[PASSAGE start]

The Crimean crisis has energized those who wallow in a conventional wisdom that, as Fareed Zakaria noted last week, had already become a familiar theme on the opinion pages. This is the theme that the United States is in retreat, that it is insufficiently assertive, and that this lack of assertiveness is having awful consequences around the world. The crisis is tailor-made to encourage such wallowing, involving as it does a use of armed forces by the successor to the old Cold War adversary. So no time has been wasted by those who complain that soft U.S. policies have brought things in Ukraine to this juncture and who cry for more U.S. assertiveness in response, including saber-rattling with U.S. armed forces.
The conventional wisdom prospers, despite empirically mistaken aspects of it that Zakaria points out, partly because of the difference between punditry and incumbency and the related difference between posturing and policy-making. Pundits can do grand hand-wringing about supposed decline without the hard labor of thinking through which specific alternative options really exist with regard to specific problems and what their specific results are likely to be. It prospers also because of conceptual sloppiness that, as Paul Saunders notes, tends to equate leadership with the use of military force.

[PASSAGE end]
[PROVIDED DATA start]

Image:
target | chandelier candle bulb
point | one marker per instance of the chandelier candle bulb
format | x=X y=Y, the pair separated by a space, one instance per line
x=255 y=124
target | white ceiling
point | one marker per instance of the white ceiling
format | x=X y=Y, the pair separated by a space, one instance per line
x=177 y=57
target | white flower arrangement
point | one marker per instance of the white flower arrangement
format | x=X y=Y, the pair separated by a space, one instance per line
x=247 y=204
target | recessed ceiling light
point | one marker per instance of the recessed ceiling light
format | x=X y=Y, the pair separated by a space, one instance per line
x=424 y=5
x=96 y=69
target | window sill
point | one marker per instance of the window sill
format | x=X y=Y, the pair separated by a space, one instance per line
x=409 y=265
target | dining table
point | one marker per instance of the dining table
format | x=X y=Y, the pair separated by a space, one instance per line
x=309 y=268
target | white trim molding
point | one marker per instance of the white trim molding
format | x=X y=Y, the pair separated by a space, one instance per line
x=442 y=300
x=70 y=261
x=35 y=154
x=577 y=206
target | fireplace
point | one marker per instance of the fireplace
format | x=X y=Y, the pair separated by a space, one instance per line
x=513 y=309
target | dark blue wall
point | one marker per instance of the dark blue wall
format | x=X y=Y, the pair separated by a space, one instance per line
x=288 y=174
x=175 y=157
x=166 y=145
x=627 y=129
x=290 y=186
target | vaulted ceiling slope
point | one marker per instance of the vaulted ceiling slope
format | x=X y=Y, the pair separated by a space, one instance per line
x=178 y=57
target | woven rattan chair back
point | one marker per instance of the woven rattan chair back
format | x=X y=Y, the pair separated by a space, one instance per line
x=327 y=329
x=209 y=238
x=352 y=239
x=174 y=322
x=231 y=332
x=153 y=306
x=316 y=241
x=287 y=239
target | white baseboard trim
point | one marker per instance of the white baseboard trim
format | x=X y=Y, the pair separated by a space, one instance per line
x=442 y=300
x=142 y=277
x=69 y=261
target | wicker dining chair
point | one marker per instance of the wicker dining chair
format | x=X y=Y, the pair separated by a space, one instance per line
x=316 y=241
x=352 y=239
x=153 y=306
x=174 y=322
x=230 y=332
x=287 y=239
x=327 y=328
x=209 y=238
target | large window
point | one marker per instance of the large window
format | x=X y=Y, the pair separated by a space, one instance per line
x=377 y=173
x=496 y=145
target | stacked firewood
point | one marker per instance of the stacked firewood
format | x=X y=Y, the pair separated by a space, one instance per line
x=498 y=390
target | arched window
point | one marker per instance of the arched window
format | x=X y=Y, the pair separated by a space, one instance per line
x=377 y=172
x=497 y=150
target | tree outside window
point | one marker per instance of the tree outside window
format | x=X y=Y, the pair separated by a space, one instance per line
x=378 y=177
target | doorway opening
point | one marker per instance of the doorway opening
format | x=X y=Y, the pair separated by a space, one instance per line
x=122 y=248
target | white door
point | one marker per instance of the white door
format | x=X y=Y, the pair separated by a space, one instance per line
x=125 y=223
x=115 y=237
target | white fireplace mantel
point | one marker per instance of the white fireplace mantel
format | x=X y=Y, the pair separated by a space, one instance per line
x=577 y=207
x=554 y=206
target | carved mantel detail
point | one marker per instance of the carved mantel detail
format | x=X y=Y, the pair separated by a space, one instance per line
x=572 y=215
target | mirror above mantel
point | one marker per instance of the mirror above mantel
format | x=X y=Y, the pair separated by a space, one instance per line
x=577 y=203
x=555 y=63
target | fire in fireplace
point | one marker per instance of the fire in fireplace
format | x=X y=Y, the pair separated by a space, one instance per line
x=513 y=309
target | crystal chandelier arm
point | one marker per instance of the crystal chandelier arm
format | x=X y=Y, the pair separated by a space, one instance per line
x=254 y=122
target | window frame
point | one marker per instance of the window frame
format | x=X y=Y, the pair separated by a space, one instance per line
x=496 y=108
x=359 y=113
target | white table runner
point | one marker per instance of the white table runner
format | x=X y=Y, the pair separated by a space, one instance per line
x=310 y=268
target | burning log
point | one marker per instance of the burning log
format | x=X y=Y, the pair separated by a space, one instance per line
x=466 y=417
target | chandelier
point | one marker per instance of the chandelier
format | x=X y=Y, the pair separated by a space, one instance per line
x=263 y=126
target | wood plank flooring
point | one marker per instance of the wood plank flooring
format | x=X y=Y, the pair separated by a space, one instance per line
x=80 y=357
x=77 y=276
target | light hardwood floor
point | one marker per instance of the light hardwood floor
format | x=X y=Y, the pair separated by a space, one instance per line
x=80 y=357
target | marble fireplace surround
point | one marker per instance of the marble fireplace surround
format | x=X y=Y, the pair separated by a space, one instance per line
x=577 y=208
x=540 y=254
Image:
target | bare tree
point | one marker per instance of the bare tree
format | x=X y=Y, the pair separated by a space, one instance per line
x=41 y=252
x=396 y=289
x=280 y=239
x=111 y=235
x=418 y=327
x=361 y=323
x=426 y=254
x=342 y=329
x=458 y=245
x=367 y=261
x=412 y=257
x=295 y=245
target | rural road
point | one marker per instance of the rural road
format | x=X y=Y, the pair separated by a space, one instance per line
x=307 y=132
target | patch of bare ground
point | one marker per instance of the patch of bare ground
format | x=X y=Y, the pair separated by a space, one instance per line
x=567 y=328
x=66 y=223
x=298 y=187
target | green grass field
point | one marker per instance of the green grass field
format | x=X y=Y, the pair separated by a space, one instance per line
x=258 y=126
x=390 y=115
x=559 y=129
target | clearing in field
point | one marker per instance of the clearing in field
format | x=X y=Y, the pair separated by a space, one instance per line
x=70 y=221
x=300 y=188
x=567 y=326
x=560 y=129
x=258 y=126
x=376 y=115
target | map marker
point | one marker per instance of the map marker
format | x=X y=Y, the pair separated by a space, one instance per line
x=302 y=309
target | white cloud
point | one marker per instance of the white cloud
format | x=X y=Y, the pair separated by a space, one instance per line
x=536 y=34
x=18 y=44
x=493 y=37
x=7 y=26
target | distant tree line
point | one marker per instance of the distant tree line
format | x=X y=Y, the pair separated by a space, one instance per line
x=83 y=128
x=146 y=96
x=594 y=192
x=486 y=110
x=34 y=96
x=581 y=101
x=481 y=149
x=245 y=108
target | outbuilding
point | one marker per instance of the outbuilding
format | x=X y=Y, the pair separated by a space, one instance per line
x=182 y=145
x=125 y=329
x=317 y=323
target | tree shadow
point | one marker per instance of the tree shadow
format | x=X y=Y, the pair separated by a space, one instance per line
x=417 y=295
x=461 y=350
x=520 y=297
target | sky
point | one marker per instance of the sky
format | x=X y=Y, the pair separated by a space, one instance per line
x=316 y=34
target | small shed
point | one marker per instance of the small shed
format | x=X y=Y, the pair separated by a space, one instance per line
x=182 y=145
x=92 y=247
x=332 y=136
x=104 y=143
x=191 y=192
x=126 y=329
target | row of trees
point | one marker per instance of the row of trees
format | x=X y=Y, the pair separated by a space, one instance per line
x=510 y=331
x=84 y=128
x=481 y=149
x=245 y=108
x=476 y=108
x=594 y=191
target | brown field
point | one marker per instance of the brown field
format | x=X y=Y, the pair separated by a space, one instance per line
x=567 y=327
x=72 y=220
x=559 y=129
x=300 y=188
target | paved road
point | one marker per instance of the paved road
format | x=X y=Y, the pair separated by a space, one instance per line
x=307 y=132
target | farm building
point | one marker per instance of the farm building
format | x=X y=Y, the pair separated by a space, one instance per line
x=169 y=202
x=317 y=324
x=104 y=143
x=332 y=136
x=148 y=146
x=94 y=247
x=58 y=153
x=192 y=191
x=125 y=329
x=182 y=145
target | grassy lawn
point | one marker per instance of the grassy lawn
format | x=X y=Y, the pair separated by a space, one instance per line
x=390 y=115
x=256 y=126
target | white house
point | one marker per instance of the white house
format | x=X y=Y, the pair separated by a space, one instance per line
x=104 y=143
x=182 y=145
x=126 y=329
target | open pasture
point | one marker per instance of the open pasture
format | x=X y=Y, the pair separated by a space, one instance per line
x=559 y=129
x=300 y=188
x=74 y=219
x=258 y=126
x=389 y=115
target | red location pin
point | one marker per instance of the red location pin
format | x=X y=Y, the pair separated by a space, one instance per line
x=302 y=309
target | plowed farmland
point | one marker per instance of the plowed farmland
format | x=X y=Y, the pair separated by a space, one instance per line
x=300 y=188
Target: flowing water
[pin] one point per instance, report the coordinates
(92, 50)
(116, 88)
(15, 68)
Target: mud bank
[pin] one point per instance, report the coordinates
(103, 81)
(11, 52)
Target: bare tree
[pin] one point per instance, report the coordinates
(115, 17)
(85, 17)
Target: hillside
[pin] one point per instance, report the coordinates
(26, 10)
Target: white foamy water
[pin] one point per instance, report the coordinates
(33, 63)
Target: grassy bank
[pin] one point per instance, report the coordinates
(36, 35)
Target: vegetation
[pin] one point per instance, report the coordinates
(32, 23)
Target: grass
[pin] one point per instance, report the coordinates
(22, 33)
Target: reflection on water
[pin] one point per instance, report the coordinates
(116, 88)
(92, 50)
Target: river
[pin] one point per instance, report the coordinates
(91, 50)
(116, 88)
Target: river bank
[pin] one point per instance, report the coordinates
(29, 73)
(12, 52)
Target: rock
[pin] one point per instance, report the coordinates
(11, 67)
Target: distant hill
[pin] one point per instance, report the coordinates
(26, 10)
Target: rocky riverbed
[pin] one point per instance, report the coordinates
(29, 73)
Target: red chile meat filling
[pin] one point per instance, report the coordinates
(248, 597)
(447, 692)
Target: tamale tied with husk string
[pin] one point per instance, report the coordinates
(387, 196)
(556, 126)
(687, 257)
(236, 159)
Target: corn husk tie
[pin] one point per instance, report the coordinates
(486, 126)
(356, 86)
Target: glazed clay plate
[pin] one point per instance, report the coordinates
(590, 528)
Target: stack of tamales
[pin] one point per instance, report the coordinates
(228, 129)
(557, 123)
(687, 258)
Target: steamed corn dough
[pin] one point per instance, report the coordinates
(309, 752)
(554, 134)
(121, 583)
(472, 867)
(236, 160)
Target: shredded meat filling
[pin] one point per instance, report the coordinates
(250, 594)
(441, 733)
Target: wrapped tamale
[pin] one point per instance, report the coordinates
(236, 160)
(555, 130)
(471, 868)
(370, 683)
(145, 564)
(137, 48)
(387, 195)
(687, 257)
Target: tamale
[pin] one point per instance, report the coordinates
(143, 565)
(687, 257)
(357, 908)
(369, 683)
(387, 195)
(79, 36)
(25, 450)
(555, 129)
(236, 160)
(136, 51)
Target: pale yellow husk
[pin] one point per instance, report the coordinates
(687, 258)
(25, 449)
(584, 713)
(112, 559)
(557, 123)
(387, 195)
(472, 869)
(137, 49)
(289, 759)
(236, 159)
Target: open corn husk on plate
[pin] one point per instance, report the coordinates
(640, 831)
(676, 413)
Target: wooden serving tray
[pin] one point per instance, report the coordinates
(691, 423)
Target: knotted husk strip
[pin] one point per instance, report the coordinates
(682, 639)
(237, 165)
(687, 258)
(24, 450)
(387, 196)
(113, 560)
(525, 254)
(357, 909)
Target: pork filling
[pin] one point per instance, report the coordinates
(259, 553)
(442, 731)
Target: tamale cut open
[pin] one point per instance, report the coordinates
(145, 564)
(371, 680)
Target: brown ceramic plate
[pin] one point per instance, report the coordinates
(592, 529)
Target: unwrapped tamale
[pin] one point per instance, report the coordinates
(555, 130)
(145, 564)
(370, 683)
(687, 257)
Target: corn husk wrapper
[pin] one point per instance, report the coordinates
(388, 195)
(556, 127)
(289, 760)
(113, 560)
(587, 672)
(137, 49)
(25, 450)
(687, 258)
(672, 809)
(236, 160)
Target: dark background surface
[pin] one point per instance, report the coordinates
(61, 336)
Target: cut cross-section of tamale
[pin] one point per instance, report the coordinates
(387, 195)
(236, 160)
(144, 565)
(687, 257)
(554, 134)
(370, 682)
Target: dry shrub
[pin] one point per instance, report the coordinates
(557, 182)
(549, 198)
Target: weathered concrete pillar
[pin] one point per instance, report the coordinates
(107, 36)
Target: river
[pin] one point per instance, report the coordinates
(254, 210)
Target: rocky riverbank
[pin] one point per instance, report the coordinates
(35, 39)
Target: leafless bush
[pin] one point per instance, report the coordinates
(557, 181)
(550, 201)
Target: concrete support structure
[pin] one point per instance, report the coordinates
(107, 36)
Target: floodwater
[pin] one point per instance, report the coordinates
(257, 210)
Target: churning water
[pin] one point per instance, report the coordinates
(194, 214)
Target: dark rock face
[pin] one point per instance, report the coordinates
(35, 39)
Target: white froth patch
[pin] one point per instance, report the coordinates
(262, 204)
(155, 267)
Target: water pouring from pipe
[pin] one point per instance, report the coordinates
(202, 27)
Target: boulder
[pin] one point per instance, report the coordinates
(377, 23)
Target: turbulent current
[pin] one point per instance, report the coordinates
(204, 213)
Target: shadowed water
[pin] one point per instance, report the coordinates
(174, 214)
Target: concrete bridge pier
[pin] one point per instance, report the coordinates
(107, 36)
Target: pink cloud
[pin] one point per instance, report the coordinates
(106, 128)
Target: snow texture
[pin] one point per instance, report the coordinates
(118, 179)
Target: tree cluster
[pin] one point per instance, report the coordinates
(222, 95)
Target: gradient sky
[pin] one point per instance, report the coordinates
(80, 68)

[PROVIDED DATA end]

## TO DO
(a) Retype the Crimean crisis passage word for word, from "The conventional wisdom" to "of military force.".
(b) Pick up the Crimean crisis passage right after its last sentence and keep writing it.

## ANSWERS PER TASK
(a)
The conventional wisdom prospers, despite empirically mistaken aspects of it that Zakaria points out, partly because of the difference between punditry and incumbency and the related difference between posturing and policy-making. Pundits can do grand hand-wringing about supposed decline without the hard labor of thinking through which specific alternative options really exist with regard to specific problems and what their specific results are likely to be. It prospers also because of conceptual sloppiness that, as Paul Saunders notes, tends to equate leadership with the use of military force.

(b)
Most fundamentally, this conventional wisdom is one manifestation of a longstanding American tendency to view international politics as a single global game that pits the United States against sundry bad guys. The bad guys have taken various identities—the Soviet Union and world communism for the most part during the Cold War, and more often Islamists of some stripe today—but the distinctions don't seem to matter all that much if it is all seen as one big contest in which setbacks for one side somewhere on the global playing field mean that side is losing overall.
One of the major flaws in this perspective is that much of import that happens in the world, including much that is violent or disturbing, is not the work of the United States and is not within the power of the United States to prevent. Another major flaw is that there is not nearly as much of a connection between what happens in a situation one place on the globe and how players assess credibility and motivations in a different situation someplace else. Governments simply do not gauge the credibility of other governments that way.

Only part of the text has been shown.